■ ENUNCIADO 1 ■
As afirmações a seguir concordam com o texto sobre o Rali de Famalicão? Responda sim ou não a cada uma, citando literalmente as palavras do texto que decidem: (a) o troço de cerca de 17 quilómetros é algo comum nos ralis regionais; (b) havia previsões de calor para o dia do rali; (c) os troços do rali são descritos como lentos.

══ FONTE

UMA CRÓNICA DIFICIL DE ESCREVER


Normalmente, por estes dias pós corrida, eu deveria estar eufórico, com as ideias a fervilhar, e pronto a debitar palavras à bruta, que contassem de forma mais ou menos efusiva as aventuras e incidências de mais um rali concluído com sucesso, neste caso o Rali de Famalicão.

Mas desta vez isso é diferente. De repente assentamos os pés no chão e questionamos “o que raio andamos aqui a fazer”. 

A semana anterior ao Rali de Famalicão, e o próprio fim de semana do rali foi um período muito complicado de gerir, muito difícil de aceitar. As notícias trágicas que nos chegaram do mundo dos ralis arrombaram-nos a mente, deixaram-nos inquietos, numa espécie de ruido silencioso que nos põe a pensar e ao mesmo tempo não nos deixa pensar.

Mas como o caminho faz-se caminhando, lá tínhamos um rali para disputar e foi com o pensamento enlutado que entramos na prova, mas com a vontade de prestar tributo a quem nos deixou de forma tão abrupta e que adorava (talvez até mais que nós) este nosso desporto.


O Rali de Famalicão apresentou-se um ano mais como um enorme desafio, pelas suas características próprias: troços muito rápidos, com muitas mudanças de ritmo, diferentes tipos de piso, muitas armadilhas próprias de estradas que atravessam zonas populacionais… enfim, ingredientes reunidos para nos exigir a nós competidores o dobro da atenção e da concentração.

Este ano, o Team Baia optou ainda por realizar um troço com cerca de 17 quilómetros, algo não muito comum nos ralis “regionais”, mas que a mim pessoalmente me agrada porque gosto de desafios, sobretudo os que nos fazem lembrar de como eram os ralis no antigamente. A ajudar à festa, as previsões de calor para o dia do rali faziam adivinhar que não iria ser de todo uma prova fácil.

════
══ MATERIAL FORNECIDO

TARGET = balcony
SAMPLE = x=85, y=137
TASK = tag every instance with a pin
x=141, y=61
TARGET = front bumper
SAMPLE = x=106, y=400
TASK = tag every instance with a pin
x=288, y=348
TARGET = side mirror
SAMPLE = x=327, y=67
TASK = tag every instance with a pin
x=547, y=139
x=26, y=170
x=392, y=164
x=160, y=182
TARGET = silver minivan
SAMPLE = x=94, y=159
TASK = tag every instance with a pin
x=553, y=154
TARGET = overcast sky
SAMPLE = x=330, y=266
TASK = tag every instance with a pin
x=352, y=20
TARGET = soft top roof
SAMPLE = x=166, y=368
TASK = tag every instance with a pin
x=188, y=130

════
══ MATERIAL FORNECIDO

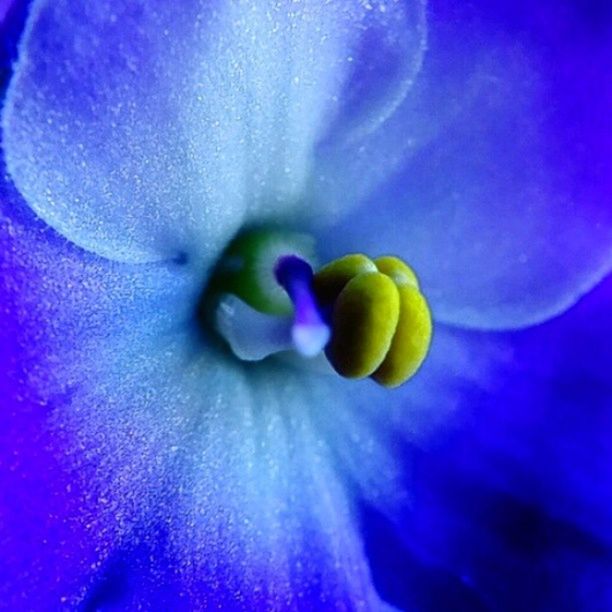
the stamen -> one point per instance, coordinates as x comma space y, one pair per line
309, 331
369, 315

════
══ MATERIAL FORNECIDO

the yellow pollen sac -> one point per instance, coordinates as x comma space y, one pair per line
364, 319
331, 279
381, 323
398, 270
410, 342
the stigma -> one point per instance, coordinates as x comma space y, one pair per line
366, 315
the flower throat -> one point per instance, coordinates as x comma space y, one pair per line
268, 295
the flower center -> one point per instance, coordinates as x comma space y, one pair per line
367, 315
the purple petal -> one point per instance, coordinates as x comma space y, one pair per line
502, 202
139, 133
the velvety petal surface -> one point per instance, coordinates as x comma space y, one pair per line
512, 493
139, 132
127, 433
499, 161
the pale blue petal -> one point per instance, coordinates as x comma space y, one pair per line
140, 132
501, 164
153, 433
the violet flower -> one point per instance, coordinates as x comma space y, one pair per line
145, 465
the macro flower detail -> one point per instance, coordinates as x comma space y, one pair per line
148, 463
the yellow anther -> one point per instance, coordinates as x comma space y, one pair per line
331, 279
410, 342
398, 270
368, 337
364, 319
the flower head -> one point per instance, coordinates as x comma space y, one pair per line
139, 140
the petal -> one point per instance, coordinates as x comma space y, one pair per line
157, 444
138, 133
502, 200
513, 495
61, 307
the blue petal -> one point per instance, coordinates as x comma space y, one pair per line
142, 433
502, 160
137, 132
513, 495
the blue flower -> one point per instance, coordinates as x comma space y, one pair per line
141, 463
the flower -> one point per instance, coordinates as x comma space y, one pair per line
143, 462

════

■ ENUNCIADO 2 ■
Reproduza fielmente as linhas das entradas: comece pela linha que contém "TARGET = balcony" e pare depois da linha que contém "x=352, y=20".

■ RESPOSTA CORRETA 1 ■
(a) Não: "algo não muito comum nos ralis “regionais”".
(b) Sim: "as previsões de calor para o dia do rali faziam adivinhar que não iria ser de todo uma prova fácil".
(c) Não: "troços muito rápidos, com muitas mudanças de ritmo".

■ RESPOSTA CORRETA 2 ■
TARGET = balcony
SAMPLE = x=85, y=137
TASK = tag every instance with a pin
x=141, y=61
TARGET = front bumper
SAMPLE = x=106, y=400
TASK = tag every instance with a pin
x=288, y=348
TARGET = side mirror
SAMPLE = x=327, y=67
TASK = tag every instance with a pin
x=547, y=139
x=26, y=170
x=392, y=164
x=160, y=182
TARGET = silver minivan
SAMPLE = x=94, y=159
TASK = tag every instance with a pin
x=553, y=154
TARGET = overcast sky
SAMPLE = x=330, y=266
TASK = tag every instance with a pin
x=352, y=20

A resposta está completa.